There’s no one clear answer when it comes to free fares, according to Freemark. It’s difficult to envision a future where transit is free in large cities like New York, Boston and Washington, D.C., where fares make up a huge share of the overall costs for transit agencies, which would have to find billions of dollars to make up the gap.
Ridership Hasn’t Returned
Transit agencies in general still haven’t returned to pre-pandemic ridership levels. Ridership among smaller agencies (less than 500,000) has rebounded somewhat better than at larger ones but even their peak has only reached about two-thirds of what it was before the pandemic as recently as July, according to trends tracked by the APTA. Though ridership has slowly climbed, even eclipsing 70 percent as recently as September, it could retreat in the face of another COVID variant as it did in the past, according to APTA.

▶ [EXERCISES]:
[1] Reproduce word for word the part of the transit fares passage starting with "Ridership Hasn’t Returned" and going on through "according to APTA.".
[2] Pick up the passage on transit fares and ridership after its last sentence and write what comes next.

▶ [DATA]:
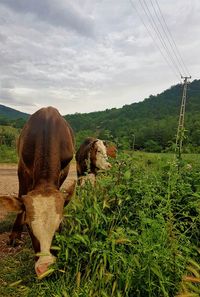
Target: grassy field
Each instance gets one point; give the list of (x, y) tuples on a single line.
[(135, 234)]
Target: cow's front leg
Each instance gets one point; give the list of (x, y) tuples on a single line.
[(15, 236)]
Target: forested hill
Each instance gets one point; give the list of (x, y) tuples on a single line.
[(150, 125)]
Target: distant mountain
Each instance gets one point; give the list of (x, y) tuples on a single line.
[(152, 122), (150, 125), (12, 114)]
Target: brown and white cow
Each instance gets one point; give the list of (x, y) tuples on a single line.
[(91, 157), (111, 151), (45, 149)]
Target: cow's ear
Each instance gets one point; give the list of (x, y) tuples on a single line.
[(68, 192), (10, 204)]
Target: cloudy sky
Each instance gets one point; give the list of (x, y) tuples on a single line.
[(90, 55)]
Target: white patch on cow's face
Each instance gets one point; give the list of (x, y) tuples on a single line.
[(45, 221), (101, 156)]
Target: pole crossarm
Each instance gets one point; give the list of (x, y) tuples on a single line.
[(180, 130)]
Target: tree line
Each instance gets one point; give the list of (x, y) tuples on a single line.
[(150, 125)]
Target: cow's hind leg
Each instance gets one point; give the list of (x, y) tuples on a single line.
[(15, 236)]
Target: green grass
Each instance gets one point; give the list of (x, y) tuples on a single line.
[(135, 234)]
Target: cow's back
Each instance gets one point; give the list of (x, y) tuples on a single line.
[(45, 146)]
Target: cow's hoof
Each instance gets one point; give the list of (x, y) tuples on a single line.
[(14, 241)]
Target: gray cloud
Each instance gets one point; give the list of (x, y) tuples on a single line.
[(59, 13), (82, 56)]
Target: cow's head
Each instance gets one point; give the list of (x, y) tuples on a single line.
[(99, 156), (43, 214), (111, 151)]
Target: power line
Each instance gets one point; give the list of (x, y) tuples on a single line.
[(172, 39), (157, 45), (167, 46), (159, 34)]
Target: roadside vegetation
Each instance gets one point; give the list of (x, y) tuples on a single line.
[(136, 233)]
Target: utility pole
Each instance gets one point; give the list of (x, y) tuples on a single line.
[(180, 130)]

▶ [ANSWERS FOR THE EXERCISE]:
[1]
Ridership Hasn’t Returned
Transit agencies in general still haven’t returned to pre-pandemic ridership levels. Ridership among smaller agencies (less than 500,000) has rebounded somewhat better than at larger ones but even their peak has only reached about two-thirds of what it was before the pandemic as recently as July, according to trends tracked by the APTA. Though ridership has slowly climbed, even eclipsing 70 percent as recently as September, it could retreat in the face of another COVID variant as it did in the past, according to APTA.

[2]
That may not necessarily be the case for commuting patterns by car. The APTA study suggests that driving quickly returned to normal. Figures from the agency that operates the world’s busiest bridge confirm that. The number of automobiles crossing the six bridges—including the George Washington Bridge—and tunnels operated by the Port Authority of New York and New Jersey plummeted to 3.4 million. That’s almost a third of the average 9.3 million cars per month during 2019. Volume returned to the 9-million mark in May 2021 and has continued.
The American Public Transportation Association tracks weekly ridership on transit systems going back to December 2019.
Some traditional commuting patterns on transit re-emerged as early as this spring. According to Fred Nangle, deputy director of service planning projects at MTA Metro-North Railroad who spoke at Metropolitan Area Planning Forum’s June meeting. The peak morning rush of 7:30 to 9 a.m. and Tuesday-Thursday peak of the week curves have reappeared, with hybrid workers clearly working at home on Fridays.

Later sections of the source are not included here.